* Point localization data *
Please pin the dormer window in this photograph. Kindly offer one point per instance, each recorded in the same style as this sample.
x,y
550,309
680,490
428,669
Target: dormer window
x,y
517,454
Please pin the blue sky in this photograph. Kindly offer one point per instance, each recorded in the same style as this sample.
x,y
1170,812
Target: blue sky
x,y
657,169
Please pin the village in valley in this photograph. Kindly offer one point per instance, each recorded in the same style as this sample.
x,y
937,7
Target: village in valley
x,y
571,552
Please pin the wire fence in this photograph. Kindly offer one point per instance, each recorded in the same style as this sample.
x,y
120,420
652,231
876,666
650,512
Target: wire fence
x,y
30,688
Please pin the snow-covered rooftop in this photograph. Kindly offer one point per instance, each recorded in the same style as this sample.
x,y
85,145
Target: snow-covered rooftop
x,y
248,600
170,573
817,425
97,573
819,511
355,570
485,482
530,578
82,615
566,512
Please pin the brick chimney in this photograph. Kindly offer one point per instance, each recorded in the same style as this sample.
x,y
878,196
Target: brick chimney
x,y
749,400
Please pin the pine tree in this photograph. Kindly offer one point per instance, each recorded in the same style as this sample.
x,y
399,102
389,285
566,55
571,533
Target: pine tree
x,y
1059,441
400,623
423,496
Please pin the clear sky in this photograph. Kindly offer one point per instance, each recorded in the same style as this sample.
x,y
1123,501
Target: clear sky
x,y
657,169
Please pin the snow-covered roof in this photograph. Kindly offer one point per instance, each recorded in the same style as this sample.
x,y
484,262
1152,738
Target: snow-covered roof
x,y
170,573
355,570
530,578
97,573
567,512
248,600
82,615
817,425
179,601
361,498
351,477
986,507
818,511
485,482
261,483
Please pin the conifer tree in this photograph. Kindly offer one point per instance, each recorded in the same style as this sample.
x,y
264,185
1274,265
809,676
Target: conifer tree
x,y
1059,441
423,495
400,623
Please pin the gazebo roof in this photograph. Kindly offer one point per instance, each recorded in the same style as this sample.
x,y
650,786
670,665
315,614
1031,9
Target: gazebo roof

* Exercise *
Every record above is to be copied exactly.

* Completed exercise *
Please pin the dormer window in this photograph. Kindly offer one point per instance, each recorded in the same style as this sample.
x,y
550,309
680,490
428,669
Target: dormer window
x,y
517,454
Please pin the blue sky in this photograph. Kindly offer one point per instance, each recorded in the same style as this sample.
x,y
1170,812
Target: blue sky
x,y
657,169
Please pin the village in valley in this photograph. Kindly offer one point per instance, each recorded in the same style as this sample.
x,y
937,7
Target: village in valley
x,y
571,552
Please pin the wire fence in this photograph. Kindly offer one point per instance, each recorded in the same style as this sample.
x,y
120,420
652,231
876,666
650,512
Target: wire fence
x,y
30,688
Please pin the snow-covered rooftop in this photograph. Kindly offer one point per instance, each recorded in the same style as this sample.
x,y
85,145
Target: snow-covered rooftop
x,y
248,600
170,573
817,425
97,573
819,511
355,570
485,482
530,578
82,615
566,512
Please pin the brick chimney in this photograph. Kindly offer one point per instance, each recorded in the same style as this sample.
x,y
878,196
Target: brick chimney
x,y
749,400
Please pin the pine tree in this photograph. Kindly offer one point per instance, each recorded in the same style as this sample.
x,y
399,102
389,285
566,55
571,533
Target: pine tree
x,y
1059,441
400,623
423,496
Please pin the clear sky in this photograph. Kindly offer one point per instance, each recorded in the same style as this sample.
x,y
1123,501
Target: clear sky
x,y
657,169
Please pin the snow-covered roof in this photograph. Kindly offer one point per instance, each recorded in the same style as this sample.
x,y
484,262
1152,738
Target: snow-covered roof
x,y
170,573
355,570
530,578
97,573
567,512
248,600
82,615
817,425
179,601
361,498
351,477
986,507
818,511
485,482
261,483
Please pin the conifer tree in this photograph. Kindly offer one point per instance, each recorded in the same style as this sample.
x,y
264,185
1274,265
809,676
Target: conifer tree
x,y
1059,441
423,495
400,623
Please pin the gazebo roof in this photograph. Kindly offer one point per instance, each recorded in the same style as this sample.
x,y
650,786
670,665
315,614
1031,9
Target: gazebo roof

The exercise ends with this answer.